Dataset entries
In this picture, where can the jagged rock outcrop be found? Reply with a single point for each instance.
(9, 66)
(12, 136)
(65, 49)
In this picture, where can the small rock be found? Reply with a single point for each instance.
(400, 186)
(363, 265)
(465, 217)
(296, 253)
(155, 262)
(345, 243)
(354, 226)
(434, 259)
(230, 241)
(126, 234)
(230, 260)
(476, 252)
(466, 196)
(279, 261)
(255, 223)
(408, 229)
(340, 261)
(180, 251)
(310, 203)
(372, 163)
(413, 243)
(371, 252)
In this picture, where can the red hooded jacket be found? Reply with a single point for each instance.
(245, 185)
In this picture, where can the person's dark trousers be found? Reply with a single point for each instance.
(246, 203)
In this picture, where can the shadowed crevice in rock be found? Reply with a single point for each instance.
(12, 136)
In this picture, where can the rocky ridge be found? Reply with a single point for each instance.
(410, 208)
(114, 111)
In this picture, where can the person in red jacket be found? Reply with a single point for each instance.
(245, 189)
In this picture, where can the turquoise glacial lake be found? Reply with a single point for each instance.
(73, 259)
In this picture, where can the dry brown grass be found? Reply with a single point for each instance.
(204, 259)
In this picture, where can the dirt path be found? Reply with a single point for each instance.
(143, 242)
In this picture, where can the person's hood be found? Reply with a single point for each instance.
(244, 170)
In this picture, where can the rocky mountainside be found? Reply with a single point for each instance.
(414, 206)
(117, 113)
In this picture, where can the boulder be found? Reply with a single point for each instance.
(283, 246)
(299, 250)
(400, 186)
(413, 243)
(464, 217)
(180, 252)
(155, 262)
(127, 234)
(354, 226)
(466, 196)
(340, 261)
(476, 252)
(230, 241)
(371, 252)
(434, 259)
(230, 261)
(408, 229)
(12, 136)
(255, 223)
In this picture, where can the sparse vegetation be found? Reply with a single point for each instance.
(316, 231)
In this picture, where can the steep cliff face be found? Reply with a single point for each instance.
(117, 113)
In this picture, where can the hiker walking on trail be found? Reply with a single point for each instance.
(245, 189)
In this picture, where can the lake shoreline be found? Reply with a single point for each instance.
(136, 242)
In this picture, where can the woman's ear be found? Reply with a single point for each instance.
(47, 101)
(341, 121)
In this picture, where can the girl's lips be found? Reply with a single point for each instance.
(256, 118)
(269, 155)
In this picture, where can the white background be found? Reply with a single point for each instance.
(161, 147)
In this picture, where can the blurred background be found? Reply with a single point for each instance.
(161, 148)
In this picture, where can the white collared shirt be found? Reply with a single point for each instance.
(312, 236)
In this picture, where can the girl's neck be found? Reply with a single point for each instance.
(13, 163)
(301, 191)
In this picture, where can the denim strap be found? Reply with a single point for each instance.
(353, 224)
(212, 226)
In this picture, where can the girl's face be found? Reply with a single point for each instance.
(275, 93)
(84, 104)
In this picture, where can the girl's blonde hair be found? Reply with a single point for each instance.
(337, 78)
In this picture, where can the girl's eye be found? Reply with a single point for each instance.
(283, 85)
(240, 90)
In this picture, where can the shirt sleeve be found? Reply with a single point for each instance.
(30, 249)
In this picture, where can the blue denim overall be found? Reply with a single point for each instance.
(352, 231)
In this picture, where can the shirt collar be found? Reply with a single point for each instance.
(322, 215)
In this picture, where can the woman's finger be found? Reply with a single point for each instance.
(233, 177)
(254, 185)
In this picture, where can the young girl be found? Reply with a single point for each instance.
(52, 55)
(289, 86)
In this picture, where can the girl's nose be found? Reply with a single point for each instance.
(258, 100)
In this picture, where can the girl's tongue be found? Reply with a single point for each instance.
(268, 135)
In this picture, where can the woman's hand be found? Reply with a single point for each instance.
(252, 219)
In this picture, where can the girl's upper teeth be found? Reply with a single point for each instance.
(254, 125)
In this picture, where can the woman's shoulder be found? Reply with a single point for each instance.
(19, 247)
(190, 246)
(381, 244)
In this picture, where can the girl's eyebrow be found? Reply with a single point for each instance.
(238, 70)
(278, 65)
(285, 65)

Problem to solve: The complete set of entries above must be reproduced verbatim.

Answer for the task:
In this picture, where can the jagged rock outcrop be found? Reply with a single point for each instance.
(9, 66)
(12, 136)
(65, 49)
In this picture, where can the small rock be found? Reply with a single point for each instance.
(400, 186)
(363, 265)
(465, 217)
(296, 253)
(155, 262)
(345, 243)
(354, 226)
(434, 259)
(230, 241)
(126, 234)
(230, 260)
(476, 252)
(466, 196)
(279, 261)
(255, 223)
(408, 229)
(340, 261)
(180, 251)
(310, 203)
(372, 163)
(413, 243)
(371, 252)
In this picture, where can the red hooded jacket be found? Reply with a single point for each instance.
(245, 185)
In this picture, where can the person's dark trousers be found? Reply with a single point for each instance.
(246, 203)
In this picture, where can the shadowed crevice in rock be found? Reply with a single point for each instance.
(12, 136)
In this picture, where can the rocky ridge be found? Reply with a single point for each instance.
(410, 208)
(114, 111)
In this picture, where can the person in red jacket be found? Reply with a single point for each instance.
(245, 189)
In this picture, where can the turquoise glacial lake be found? Reply with a single point for each instance.
(73, 259)
In this picture, where can the dry brown grass be found? Reply with a single point for each instance.
(204, 259)
In this picture, where can the dirt path be found? Reply with a single point for each instance.
(143, 242)
In this picture, where can the person's hood be found? Reply with a single point for each instance.
(244, 170)
In this picture, where can the rocky mountainside be found? Reply with a single point for each instance.
(414, 206)
(117, 113)
In this picture, where can the boulder be found? Reply with a single point for each instance.
(283, 246)
(299, 250)
(400, 186)
(413, 243)
(464, 217)
(180, 252)
(155, 262)
(127, 234)
(354, 226)
(466, 196)
(340, 261)
(476, 252)
(230, 241)
(371, 252)
(434, 259)
(230, 261)
(408, 229)
(12, 136)
(255, 223)
In this picture, where can the sparse vegetation be found? Reply with a single point for each instance.
(316, 231)
In this picture, where can the steep cliff face be found? Reply with a single point for each instance.
(117, 113)
In this picture, where can the hiker walking on trail be found? Reply with a single point for each instance.
(245, 189)
In this picture, where can the lake shoreline be found? Reply with a single point for each instance.
(136, 242)
In this picture, where can the woman's ear be found? Reply with a single point for each instance.
(47, 101)
(341, 121)
In this picture, where can the girl's lips be found? Reply with a single point for each instance.
(256, 118)
(269, 155)
In this picture, where can the white background be found? Reply with a single point for each instance.
(161, 147)
In this picture, where can the blurred background be found? Reply with a single point for each instance.
(161, 148)
In this picture, where can the white collared shirt be found? Reply with a single point for each instance.
(312, 236)
In this picture, where can the girl's neck be found? Reply with a single point for each instance.
(13, 163)
(301, 191)
In this picture, where can the denim strap be found? Reply with a single point for each instance.
(353, 224)
(212, 226)
In this picture, where can the girl's face be found? Reply with a single point for each instance.
(275, 93)
(84, 104)
In this picture, where can the girl's blonde hair be found? Reply with a single point for each instance.
(337, 78)
In this picture, where can the girl's eye be found? Reply with a single point for each instance.
(283, 85)
(240, 90)
In this picture, where can the shirt sleeve be found? Reply with a single point for each instance.
(30, 249)
In this picture, where can the blue denim overall be found? Reply with a single point for each instance.
(352, 231)
In this picture, where can the shirt collar be found? Reply with a single point for each instance.
(322, 215)
In this picture, where can the woman's finger be found? Reply with a single point for each instance.
(233, 177)
(254, 185)
In this picture, where can the young girl be found? Reply with a single point for each instance.
(52, 55)
(289, 86)
In this picture, where can the girl's nose be found? Reply with a single point for each instance.
(258, 100)
In this picture, where can the girl's tongue be found? Reply with a single point for each instance.
(268, 135)
In this picture, where can the woman's hand be found? Reply with a single point for each instance.
(252, 219)
In this picture, where can the girl's upper teeth be found? Reply with a single point for each instance.
(254, 125)
In this picture, where can the woman's shoulder be found? Reply with a single point for each instance.
(19, 247)
(190, 246)
(381, 244)
In this picture, where can the girl's eyebrow be found? Reply with a single point for each instance.
(238, 70)
(278, 65)
(285, 65)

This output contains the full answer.